-------- DOCUMENT SECTION
Malaysian actor, television host and film producer

Datuk Mohamed Noor bin Shamsuddin (born 1 March 1967), known professionally as Rosyam Nor, is a Malaysian actor, television host and film producer.

==Early career==
He first ventured into acting in Gila-Gila Remaja, a 1986 film about youngsters in Malaysia alongside his cousin, Faizal Hussein as the lead role. After acting in several films, he got his first leading role through Suami, Isteri, dan... in 1996. He is known for his versatility in acting and has since then garnered many awards in Malaysia's film industry.

==Personal life==
Rosyam married Runika Mohd Yusoff in 1989 and has five daughters. He became a grandfather in 2014.

His father, Shamsuddin Mohd Yusof died on 26 January 2008, due to kidney failure and pneumonia.
----------------
-------- THE DATA
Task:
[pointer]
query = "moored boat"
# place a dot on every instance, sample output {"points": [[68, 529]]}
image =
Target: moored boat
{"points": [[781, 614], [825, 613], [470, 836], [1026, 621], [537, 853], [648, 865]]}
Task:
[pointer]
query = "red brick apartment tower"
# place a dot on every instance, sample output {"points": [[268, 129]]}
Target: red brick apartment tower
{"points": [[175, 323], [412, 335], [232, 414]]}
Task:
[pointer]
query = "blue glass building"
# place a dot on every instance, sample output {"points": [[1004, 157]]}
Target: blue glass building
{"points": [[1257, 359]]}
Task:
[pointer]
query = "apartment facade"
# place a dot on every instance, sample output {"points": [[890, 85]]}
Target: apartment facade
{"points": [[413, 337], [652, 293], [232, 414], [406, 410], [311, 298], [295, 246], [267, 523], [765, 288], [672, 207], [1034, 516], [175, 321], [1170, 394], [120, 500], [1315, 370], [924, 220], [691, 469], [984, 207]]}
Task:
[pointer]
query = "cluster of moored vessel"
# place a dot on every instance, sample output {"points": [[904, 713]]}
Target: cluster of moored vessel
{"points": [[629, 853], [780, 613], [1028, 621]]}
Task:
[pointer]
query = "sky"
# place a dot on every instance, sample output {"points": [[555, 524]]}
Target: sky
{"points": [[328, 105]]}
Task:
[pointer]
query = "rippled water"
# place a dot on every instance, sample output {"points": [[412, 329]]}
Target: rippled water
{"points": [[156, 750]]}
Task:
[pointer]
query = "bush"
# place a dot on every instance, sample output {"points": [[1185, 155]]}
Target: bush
----------------
THINGS TO DO =
1 > Based on the text on Rosyam Nor, decide whether each statement below agrees with it. Answer yes or no, and quote the deciding words of the text.
(a) Rosyam Nor married Runika Mohd Yusoff in 1989.
(b) Faizal Hussein is Rosyam Nor's brother.
(c) Rosyam Nor's father died of kidney failure and pneumonia.
2 > Using the text on Rosyam Nor, answer each question briefly.
(a) On what date was Rosyam Nor born?
(b) In what year did he get his first leading role?
(c) How many daughters does he have?

SOLVED TASKS =
1 >
(a) Yes: "Rosyam married Runika Mohd Yusoff in 1989"
(b) No: "alongside his cousin, Faizal Hussein"
(c) Yes: "due to kidney failure and pneumonia"

2 >
(a) 1 March 1967
(b) 1996
(c) Five